◆ Requirements ◆
#1 According to the NPU text, what format may the intermediate format include?
#2 Copy the part of the NPU text starting with "When a plurality of formats" and going on through "a YAML format.".
#3 Rewrite the paragraph of the NPU text that begins "The converting of the neural network model" as a short list, keeping its main facts.

◆ Source text ◆
>>>
The determining of the quantity of input data may include determining a quantity of input data that reduces or minimizes a calculation iteration of the NPU.

When a plurality of NPUs is used for executing the model converted into the reference format, the determining of the quantity of input data may include determining, for each of the plurality of NPUs, a number of items of data to be processed through one calculation, determining a number of items of input data allocated for each of the plurality of NPUs, identifying an NPU in which a ratio of the number of items of allocated input data to the number of items of data to be processed is increased or maximized among the plurality of NPUs, and determining, for the identified NPU, a quantity of input data that reduces or minimizes a calculation iteration.

The determining of the reference format may include identifying a format executable in the NPU.

When a plurality of formats is executable in the NPU, the method may further include identifying, for each of the plurality of formats, an inference result obtained in the NPU in a case in which the neural network model is converted using each format and determining the reference format based on the inference result.

The converting of the neural network model may include determining whether the neural network model is to be directly converted to the model of the reference format, directly converting the neural network model to the model of the reference format when the neural network model is to be directly converted to the model of the reference format, and converting the neural network model to a model of an intermediate format when the neural network model is not to be directly converted to the model of the reference format.

The intermediate format may include a YAML format.
<<<
(Recorded data)
>>>
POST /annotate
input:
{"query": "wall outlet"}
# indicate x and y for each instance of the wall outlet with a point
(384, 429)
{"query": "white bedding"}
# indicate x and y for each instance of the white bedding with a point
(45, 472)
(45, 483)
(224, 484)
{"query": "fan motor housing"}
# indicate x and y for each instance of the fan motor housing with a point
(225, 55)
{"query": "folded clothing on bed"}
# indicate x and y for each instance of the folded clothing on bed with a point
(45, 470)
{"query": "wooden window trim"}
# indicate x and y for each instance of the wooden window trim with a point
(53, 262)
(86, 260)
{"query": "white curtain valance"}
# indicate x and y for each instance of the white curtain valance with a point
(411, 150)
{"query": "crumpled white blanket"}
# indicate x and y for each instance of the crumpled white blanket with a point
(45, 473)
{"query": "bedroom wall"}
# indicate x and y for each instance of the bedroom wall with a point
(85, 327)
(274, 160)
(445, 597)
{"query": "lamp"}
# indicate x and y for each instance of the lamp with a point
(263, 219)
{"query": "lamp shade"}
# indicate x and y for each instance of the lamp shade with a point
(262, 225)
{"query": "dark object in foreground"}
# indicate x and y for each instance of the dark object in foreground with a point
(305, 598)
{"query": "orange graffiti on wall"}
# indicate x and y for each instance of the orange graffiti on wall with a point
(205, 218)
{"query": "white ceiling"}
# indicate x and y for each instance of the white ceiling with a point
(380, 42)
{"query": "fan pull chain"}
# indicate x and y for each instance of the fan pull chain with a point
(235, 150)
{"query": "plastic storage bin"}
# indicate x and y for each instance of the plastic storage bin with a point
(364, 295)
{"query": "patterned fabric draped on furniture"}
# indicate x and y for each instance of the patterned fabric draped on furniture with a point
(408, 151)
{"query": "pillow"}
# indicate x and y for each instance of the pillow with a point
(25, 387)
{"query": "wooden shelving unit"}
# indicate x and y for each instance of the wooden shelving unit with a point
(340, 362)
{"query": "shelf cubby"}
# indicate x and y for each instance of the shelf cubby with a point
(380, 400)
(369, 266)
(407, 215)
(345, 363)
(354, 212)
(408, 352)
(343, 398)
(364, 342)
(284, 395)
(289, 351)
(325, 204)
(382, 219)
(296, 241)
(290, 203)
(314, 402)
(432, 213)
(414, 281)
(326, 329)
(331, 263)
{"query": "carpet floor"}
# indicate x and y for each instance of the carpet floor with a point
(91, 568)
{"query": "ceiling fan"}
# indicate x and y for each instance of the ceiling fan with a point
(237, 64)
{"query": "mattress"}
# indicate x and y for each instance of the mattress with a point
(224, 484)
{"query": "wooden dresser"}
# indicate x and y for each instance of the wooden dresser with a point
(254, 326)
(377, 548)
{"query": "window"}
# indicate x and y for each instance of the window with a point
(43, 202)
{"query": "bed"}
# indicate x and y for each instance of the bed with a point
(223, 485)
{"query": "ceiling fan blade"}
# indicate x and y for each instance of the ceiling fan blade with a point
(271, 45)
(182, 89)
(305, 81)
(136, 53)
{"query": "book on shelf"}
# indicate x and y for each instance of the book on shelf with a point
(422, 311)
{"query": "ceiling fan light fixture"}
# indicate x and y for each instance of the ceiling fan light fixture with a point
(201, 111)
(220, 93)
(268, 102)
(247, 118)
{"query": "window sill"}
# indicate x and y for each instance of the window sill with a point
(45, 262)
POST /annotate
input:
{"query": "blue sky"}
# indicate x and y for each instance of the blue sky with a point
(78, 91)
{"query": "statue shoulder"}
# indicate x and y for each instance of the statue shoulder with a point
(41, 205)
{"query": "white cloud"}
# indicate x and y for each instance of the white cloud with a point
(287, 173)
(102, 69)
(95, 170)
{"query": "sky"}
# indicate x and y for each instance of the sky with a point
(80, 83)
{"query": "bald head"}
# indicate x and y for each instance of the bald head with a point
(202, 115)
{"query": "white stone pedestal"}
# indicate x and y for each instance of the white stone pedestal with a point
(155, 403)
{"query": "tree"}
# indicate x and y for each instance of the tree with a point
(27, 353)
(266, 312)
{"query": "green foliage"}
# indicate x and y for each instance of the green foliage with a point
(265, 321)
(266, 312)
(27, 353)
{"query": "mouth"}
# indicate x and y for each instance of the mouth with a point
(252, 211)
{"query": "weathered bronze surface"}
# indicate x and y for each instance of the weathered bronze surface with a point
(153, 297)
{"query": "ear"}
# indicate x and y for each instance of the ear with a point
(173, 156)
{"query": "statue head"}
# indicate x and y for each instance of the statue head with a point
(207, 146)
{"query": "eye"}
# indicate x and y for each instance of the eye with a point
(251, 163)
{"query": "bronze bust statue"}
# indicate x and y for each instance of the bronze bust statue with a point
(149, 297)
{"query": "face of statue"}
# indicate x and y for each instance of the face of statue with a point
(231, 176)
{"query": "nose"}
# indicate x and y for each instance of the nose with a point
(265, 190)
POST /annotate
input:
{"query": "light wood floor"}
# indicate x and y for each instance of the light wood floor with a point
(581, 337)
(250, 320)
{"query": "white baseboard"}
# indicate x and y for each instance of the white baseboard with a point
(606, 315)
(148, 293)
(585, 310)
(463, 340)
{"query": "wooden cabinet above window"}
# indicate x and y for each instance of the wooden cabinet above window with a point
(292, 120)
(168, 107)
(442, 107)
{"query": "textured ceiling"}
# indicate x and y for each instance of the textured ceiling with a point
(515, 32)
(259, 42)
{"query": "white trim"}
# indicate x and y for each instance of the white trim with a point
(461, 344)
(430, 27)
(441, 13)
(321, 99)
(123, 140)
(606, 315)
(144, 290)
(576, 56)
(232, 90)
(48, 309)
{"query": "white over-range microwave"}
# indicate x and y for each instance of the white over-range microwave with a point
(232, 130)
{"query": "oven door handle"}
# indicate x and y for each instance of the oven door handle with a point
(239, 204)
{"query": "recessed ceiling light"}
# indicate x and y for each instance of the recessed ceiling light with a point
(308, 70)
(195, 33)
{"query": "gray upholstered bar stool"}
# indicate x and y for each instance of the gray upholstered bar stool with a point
<<<
◆ Problem solutions ◆
#1 A YAML format.

#2
When a plurality of formats is executable in the NPU, the method may further include identifying, for each of the plurality of formats, an inference result obtained in the NPU in a case in which the neural network model is converted using each format and determining the reference format based on the inference result.

The converting of the neural network model may include determining whether the neural network model is to be directly converted to the model of the reference format, directly converting the neural network model to the model of the reference format when the neural network model is to be directly converted to the model of the reference format, and converting the neural network model to a model of an intermediate format when the neural network model is not to be directly converted to the model of the reference format.

The intermediate format may include a YAML format.

#3
Converting the neural network model may include:
- Determining whether the model is to be directly converted to the model of the reference format
- If it is, directly converting it to the model of the reference format
- If it is not, converting it to a model of an intermediate format